出題 A. 次の抜粋の内容を2文でまとめてください。

抜粋.
§

FXニュース:日欧英株高時のリスクオンの低リスク通貨の円売りも今日の円安に影響
2022年6月21日東西FXニュース – 2022年6月21日
文/八木 – 東西FXリサーチチーム
主な点:
- 持ち高調整の一方で時間外の米国債利回り上昇時には日米金利差のドル買いも
- 欧州中央銀行(ECB)のラガルド総裁発言で利上げ予想のユーロ買いが
- 英中央銀行(BoE)のマン委員も大幅利上げ主張で日銀との政策の違いが明確に
今日2022年6月21日火曜日の東京外国為替市場のFXの対ドル円相場の為替レートは、9時から17時の東京外為取引時間の円の安値が135円29銭前後から高値134円94銭前後の値動き幅約35銭で、17時の今日の東京外国為替市場の終値は135円25〜26銭前後で、前日比で約60銭の円安ドル高であった。
原因は、米国ニューヨーク市場は今夜21時からジューンティーンス独立記念日の振替休日の連休明けとなるが、昨日の午後15時から今朝1時の欧州フランクフルトや16時から今朝2時の英国ロンドン市場でも、先週金曜に発表があった日本銀行(日銀)の金利抑制の金融緩和継続による、日米欧英の金利差拡大予想による円売りが優勢であった。
今日の日本市場の取引でも時間外の米長期国債の米長期金利が上昇しており、兼ねてからの円安要因の日米金利差で、ドルが買われて円が売られていた。
また、昨夜の欧州市場や英国ロンドン市場では、米国休場中の世界投資が欧英株にも流れており、ドイツ株価指数(DAX)や英国FTSE100種総合株価指数などの欧英の主要株価指数が上昇し、その影響もあって今日の日本市場でも日経平均株価が前日比で一時は600円以上も高騰し、以前にリスク回避で買われていた低リスク通貨の円がリスクオンで売られ、今日の円安の一因となった。
ただし、欧州通貨に対しては、リスク選好のリスクオンでは、低リスク通貨の円だけでなく、世界的な流動性の高さから安全資産になっているドルも、持ち高調整で売られた時間があった。

§

一覧.
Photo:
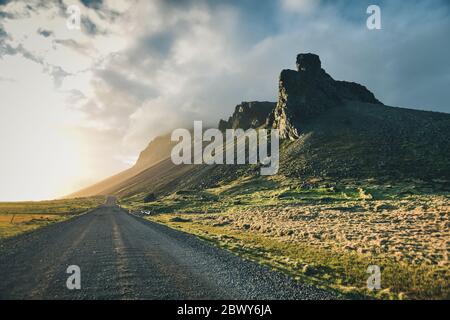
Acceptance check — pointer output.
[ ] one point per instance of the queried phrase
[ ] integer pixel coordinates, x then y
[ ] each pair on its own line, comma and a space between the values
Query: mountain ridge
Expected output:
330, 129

§

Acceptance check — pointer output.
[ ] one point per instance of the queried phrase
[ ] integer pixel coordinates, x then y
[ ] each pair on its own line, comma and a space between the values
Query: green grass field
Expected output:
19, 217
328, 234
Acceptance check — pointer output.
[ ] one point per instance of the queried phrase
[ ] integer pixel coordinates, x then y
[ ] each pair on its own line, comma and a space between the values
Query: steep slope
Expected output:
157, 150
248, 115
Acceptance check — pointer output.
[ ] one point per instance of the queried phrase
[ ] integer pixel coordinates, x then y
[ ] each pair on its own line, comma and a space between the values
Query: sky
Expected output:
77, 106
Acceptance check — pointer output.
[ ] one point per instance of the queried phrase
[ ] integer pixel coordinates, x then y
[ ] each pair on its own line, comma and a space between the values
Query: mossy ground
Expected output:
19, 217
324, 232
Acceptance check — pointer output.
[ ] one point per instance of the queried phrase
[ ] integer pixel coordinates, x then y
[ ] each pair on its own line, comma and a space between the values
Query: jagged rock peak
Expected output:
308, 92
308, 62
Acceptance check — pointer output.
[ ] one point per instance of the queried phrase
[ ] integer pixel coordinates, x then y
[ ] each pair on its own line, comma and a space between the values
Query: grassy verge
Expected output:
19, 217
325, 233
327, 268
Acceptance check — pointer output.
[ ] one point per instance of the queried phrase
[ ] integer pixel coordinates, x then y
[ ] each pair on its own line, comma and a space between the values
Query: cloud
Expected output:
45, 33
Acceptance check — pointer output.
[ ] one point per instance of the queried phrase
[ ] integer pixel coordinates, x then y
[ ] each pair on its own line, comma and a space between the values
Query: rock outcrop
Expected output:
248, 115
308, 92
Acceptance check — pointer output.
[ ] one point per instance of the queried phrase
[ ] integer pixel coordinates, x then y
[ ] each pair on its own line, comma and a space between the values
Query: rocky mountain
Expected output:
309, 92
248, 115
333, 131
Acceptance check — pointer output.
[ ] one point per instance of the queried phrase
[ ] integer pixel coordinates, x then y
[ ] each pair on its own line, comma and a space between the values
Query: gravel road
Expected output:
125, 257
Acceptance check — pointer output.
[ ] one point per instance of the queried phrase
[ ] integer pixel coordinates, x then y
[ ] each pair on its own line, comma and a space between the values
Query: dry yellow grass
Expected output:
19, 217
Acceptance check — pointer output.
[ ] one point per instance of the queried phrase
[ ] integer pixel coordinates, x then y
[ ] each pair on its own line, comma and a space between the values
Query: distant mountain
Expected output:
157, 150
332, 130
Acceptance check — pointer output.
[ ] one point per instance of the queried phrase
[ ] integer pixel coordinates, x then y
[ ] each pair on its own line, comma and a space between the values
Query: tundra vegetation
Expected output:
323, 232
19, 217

§

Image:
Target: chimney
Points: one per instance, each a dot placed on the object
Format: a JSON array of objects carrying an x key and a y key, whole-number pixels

§

出題 B. 上の一覧のうち、語「mountain」を含む行をすべて書き出す。

解答例 A. 2022年6月21日の東京外国為替市場で、ドル円相場は17時に135円25〜26銭前後で取引を終え、前日比で約60銭の円安ドル高となった。日銀の金融緩和継続による日米欧英の金利差拡大予想と時間外の米長期金利の上昇で円が売られ、欧英株高を受けたリスクオンで低リスク通貨の円が売られたことも円安の一因となった。

解答例 B.
Query: mountain ridge
Query: rocky mountain
Query: distant mountain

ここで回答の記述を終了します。